* TASK BRIEF
Write down each entry again, exactly as it reads.

* DATA SHOWN
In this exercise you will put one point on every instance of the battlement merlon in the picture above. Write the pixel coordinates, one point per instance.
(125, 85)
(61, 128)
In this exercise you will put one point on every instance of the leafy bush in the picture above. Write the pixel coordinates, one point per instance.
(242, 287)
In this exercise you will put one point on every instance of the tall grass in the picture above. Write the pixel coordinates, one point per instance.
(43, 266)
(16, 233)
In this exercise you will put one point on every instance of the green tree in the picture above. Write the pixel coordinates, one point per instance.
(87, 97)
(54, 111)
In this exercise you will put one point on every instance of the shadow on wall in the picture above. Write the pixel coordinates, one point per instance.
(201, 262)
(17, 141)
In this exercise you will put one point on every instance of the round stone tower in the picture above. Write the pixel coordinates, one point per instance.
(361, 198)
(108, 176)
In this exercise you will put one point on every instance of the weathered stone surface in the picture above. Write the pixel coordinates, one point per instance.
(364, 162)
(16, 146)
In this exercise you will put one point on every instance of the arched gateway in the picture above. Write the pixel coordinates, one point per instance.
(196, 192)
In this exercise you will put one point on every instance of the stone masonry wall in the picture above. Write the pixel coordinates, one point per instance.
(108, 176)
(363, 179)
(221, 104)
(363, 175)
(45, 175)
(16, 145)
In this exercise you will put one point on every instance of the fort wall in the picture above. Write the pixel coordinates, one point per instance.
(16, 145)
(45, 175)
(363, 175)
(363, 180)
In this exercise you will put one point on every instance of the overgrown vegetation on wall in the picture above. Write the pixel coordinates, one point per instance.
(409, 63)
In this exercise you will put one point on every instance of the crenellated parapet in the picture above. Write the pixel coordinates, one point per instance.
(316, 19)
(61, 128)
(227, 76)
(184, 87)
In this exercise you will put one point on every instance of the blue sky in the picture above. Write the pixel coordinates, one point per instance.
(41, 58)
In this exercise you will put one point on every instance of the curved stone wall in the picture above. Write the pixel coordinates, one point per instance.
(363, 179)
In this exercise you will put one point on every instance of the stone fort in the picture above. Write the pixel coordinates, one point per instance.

* ANSWER AREA
In this exercise you will put one point on every instance of the battlement merlon in the picture above. Write the pixel coordinates, one point per instance.
(125, 85)
(61, 128)
In this exercise you will put one point on every instance of the leafy bush in the picture above. Write the pixel coordinates, one point per instance.
(242, 287)
In this exercise you will put one point on every instance of the tall grass in the picture above. Write the pixel coordinates, one point per instance.
(43, 266)
(16, 233)
In this exercise you will put one point on every instance of the green tree in the picture above. Write the pixel coordinates, one point per instance.
(87, 97)
(54, 111)
In this exercise you will put one point on every instance of the shadow on wall in the picture above. Write the pixel coordinates, one point per instance.
(201, 262)
(17, 141)
In this exercise you will put one point on every instance of the round stone tower in the picture above. Write the pixel coordinates, one point per instance.
(361, 198)
(108, 176)
In this exercise you will put one point on every instance of the weathered stone surface in the picture above. Write the pixel coordinates, one point per instance.
(364, 162)
(16, 146)
In this exercise you will put one point on every instance of the arched gateway in the picture above. Write the pixel coordinates, one point per instance.
(196, 192)
In this exercise you will put one point on every instance of the stone masonry wall in the picture above. Write the pixel coordinates, one point per instance.
(108, 176)
(363, 179)
(221, 104)
(363, 175)
(45, 175)
(16, 145)
In this exercise you will put one point on every instance of the fort wall in the picture above. Write the pixel coordinates, one point per instance.
(16, 145)
(45, 175)
(363, 175)
(363, 180)
In this exercise you will put one point on every instance of the overgrown vegetation on wall in the picture above. Write the pixel coordinates, one point per instance.
(409, 63)
In this exercise you will put one point on every instance of the crenellated parapet in the picture above. Write the pixel coordinates, one point per instance.
(316, 19)
(61, 128)
(227, 76)
(184, 87)
In this exercise you will put one point on every instance of the blue sky in the picture above. Write the pixel coordinates, one point per instance.
(41, 58)
In this exercise you will put one point on every instance of the curved stone wall in the picture above. Write the pixel coordinates, one point per instance.
(363, 179)
In this exercise you will put one point on every instance of the stone fort in the picture above. Write the pixel coordinates, one point per instance.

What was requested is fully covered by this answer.